+++ Text segment +++

That's not what I meant. Dirty buffers on a filesystem make no
difference because they always get written out when the filesystem is
unmounted. The device file remains open as long as the filesystem
is mounted, which would prevent the device from being powered down.
I was asking about dirty buffers on a block device that isn't holding a
filesystem -- where the raw device is being used directly for I/O.
Alan Stern
On Tue, Feb 23 2010, Alan Stern wrote:
> On Tue, 23 Feb 2010, Jens Axboe wrote:
>
> > > P.S.: Jens, given a pointer to a struct gendisk or to a struct
> > > request_queue, is there a good way to tell whether there any dirty
> > > buffers for that device waiting to be written out? This is for
> > > purposes of runtime power management -- in the initial implementation,
> > > I want to avoid powering-down a block device if it is open or has any
> > > dirty buffers. In other words, only completely idle devices should be
> > > powered down (a good example would be a card reader with no memory card
> > > inserted).

+++

*Problem set*:
A – Repeat word for word the part of the mailing-list excerpt on dirty buffers starting at "That's not what" and ending at "being powered down.".
B – In the mailing-list excerpt on dirty buffers, what is given as a good example of a completely idle device?
C – Pick up the mailing-list excerpt on dirty buffers after its final line and carry it forward.

+++ Supplied records +++

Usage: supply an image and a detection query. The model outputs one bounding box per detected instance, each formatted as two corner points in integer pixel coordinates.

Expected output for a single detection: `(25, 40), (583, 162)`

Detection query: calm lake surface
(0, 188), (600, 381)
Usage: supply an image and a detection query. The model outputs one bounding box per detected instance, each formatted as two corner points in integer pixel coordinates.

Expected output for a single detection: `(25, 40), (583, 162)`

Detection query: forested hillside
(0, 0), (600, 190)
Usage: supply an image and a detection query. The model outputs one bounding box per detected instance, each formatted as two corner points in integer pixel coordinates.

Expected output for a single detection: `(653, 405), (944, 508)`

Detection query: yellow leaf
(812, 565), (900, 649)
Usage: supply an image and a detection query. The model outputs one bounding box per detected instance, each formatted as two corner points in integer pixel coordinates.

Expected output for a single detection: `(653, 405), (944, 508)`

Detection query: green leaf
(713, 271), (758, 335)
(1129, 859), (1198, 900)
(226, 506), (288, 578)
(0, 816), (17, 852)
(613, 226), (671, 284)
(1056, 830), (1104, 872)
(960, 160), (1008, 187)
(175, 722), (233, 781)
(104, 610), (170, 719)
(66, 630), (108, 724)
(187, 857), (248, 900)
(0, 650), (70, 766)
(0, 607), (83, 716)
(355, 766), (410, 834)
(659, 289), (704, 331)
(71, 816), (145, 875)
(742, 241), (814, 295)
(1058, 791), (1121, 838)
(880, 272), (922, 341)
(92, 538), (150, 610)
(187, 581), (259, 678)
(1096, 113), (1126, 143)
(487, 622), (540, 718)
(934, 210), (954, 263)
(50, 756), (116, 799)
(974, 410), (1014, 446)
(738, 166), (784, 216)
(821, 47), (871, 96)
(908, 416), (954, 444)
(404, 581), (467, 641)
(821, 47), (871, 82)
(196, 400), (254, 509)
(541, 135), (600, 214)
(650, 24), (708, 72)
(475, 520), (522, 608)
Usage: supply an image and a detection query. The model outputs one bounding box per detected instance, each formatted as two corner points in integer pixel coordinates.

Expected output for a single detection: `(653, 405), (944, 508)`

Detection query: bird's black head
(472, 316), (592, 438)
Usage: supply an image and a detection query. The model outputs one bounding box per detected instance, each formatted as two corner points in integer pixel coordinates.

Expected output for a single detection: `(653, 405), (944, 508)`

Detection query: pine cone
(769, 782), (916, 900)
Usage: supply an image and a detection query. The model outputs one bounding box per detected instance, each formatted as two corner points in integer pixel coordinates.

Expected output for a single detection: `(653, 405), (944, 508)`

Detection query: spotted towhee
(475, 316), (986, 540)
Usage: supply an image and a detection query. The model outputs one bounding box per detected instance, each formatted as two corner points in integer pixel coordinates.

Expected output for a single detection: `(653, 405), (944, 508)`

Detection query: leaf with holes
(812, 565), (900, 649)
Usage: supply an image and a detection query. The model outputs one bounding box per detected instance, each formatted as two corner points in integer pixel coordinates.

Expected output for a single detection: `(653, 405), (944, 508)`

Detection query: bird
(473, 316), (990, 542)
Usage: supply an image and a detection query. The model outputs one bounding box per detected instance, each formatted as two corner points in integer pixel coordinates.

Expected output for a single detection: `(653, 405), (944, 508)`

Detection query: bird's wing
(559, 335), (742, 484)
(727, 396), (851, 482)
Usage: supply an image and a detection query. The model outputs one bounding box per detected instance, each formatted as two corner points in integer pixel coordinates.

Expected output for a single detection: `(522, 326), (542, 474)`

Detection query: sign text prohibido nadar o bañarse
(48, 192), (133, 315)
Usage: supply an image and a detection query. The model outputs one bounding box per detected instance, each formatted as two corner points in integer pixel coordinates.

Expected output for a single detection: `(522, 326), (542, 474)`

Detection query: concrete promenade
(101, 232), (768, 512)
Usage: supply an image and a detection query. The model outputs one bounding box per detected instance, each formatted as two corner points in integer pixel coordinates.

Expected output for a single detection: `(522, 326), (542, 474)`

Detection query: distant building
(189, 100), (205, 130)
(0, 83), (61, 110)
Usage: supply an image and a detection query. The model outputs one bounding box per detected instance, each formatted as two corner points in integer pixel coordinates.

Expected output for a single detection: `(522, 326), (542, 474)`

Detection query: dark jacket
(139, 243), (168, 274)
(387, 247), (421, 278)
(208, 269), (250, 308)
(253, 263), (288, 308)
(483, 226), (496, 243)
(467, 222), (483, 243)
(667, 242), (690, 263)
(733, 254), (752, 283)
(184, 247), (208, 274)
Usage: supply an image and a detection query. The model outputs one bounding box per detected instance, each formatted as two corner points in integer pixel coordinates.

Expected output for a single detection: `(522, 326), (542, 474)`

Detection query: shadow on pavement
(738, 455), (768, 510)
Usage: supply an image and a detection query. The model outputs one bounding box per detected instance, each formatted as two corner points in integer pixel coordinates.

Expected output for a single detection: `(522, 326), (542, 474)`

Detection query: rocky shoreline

+++
+++ Supplied records +++

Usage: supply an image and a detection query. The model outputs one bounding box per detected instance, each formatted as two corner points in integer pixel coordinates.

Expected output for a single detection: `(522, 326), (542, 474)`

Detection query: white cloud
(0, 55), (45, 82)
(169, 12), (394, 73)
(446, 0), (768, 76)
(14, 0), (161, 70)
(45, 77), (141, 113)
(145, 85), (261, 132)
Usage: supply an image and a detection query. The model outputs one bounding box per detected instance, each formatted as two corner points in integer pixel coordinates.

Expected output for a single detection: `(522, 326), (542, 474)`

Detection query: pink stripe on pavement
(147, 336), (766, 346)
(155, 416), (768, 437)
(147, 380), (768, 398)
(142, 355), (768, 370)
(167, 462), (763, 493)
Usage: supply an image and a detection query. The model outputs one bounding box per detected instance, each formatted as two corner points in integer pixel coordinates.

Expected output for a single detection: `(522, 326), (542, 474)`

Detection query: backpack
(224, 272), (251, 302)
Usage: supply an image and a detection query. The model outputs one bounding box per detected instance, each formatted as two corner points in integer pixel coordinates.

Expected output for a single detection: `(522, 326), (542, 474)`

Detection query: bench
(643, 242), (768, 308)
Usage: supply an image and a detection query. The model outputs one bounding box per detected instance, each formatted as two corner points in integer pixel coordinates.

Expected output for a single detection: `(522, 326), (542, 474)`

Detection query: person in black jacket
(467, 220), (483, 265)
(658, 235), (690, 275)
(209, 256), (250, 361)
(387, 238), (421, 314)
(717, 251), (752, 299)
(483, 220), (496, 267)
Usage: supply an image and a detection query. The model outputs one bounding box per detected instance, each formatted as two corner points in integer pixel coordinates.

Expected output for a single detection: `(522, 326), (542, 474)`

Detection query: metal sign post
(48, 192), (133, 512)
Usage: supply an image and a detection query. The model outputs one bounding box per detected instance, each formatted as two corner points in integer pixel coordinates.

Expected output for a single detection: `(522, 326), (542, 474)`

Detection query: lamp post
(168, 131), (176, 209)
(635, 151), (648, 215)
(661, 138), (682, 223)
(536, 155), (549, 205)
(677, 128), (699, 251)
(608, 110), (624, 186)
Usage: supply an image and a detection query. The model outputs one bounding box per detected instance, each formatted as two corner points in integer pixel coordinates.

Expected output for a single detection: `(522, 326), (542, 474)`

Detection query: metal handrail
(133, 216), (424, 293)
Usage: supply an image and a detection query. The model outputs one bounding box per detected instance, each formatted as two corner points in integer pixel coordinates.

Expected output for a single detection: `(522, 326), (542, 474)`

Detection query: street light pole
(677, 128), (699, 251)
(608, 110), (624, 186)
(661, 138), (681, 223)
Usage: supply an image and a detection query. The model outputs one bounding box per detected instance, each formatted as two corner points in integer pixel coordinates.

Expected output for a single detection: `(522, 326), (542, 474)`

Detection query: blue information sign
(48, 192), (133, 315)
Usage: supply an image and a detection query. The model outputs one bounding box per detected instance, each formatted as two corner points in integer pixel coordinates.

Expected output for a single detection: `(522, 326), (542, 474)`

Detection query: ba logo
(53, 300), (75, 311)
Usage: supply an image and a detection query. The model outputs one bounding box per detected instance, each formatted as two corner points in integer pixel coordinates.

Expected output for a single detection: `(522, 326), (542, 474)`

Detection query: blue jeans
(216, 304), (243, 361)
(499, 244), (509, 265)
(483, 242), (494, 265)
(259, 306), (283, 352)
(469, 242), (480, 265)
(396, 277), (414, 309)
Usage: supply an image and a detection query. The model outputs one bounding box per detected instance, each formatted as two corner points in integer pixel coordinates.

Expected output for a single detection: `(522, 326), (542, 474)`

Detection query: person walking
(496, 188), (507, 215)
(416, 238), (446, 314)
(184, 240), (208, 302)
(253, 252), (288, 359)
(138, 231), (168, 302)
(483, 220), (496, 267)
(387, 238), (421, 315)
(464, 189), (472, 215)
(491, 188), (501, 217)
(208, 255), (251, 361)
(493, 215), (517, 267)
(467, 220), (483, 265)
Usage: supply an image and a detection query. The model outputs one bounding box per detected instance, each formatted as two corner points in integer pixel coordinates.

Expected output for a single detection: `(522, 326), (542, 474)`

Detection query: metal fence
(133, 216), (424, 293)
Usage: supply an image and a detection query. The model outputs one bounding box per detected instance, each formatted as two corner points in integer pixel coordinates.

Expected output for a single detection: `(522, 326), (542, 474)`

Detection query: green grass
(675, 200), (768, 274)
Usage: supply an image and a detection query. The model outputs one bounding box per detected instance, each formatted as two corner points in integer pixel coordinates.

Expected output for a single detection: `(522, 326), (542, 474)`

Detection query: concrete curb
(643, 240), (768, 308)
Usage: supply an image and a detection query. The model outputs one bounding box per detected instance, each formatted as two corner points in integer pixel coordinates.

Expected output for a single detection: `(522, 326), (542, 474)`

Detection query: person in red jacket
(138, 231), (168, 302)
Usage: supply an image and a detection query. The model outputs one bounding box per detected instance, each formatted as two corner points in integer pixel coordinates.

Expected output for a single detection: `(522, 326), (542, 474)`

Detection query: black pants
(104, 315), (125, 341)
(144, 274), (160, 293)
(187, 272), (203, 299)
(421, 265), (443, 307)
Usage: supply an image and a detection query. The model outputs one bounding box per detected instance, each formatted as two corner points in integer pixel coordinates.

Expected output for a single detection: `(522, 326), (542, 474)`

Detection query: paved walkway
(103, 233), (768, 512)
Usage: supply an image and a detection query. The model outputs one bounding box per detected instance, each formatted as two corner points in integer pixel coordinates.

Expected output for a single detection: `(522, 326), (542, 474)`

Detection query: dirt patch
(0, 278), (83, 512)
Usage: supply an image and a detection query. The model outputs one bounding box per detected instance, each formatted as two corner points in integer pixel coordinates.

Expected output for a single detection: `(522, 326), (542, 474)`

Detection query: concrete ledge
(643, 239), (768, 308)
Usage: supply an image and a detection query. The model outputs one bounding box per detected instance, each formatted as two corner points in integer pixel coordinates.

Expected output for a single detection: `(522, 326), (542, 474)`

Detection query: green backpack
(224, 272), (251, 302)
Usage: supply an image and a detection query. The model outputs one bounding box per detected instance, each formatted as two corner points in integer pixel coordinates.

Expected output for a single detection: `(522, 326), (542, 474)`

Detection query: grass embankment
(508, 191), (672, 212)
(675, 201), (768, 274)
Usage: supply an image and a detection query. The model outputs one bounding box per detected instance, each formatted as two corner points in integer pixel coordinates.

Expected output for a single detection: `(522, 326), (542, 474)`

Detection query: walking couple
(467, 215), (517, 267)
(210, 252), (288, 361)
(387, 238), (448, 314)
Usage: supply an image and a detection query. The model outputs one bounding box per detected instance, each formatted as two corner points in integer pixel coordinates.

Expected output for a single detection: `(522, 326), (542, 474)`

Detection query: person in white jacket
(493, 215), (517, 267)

+++

*Task-by-task answers*:
A –
That's not what I meant. Dirty buffers on a filesystem make no
difference because they always get written out when the filesystem is
unmounted. The device file remains open as long as the filesystem
is mounted, which would prevent the device from being powered down.

B – A card reader with no memory card inserted.

C –
> >
> > There's no fool proof way. For most file systems I think you could get
> > away with checking the q->bdi dirty lists to see if there's anything
> > pending. But that wont work always, if the fs uses a different backing
> > dev info than then queue itself.
>
> That's not what I meant. Dirty buffers on a filesystem make no
> difference because they always get written out when the filesystem is
> unmounted. The device file remains open as long as the filesystem
> is mounted, which would prevent the device from being powered down.
>
> I was asking about dirty buffers on a block device that isn't holding a
> filesystem -- where the raw device is being used directly for I/O.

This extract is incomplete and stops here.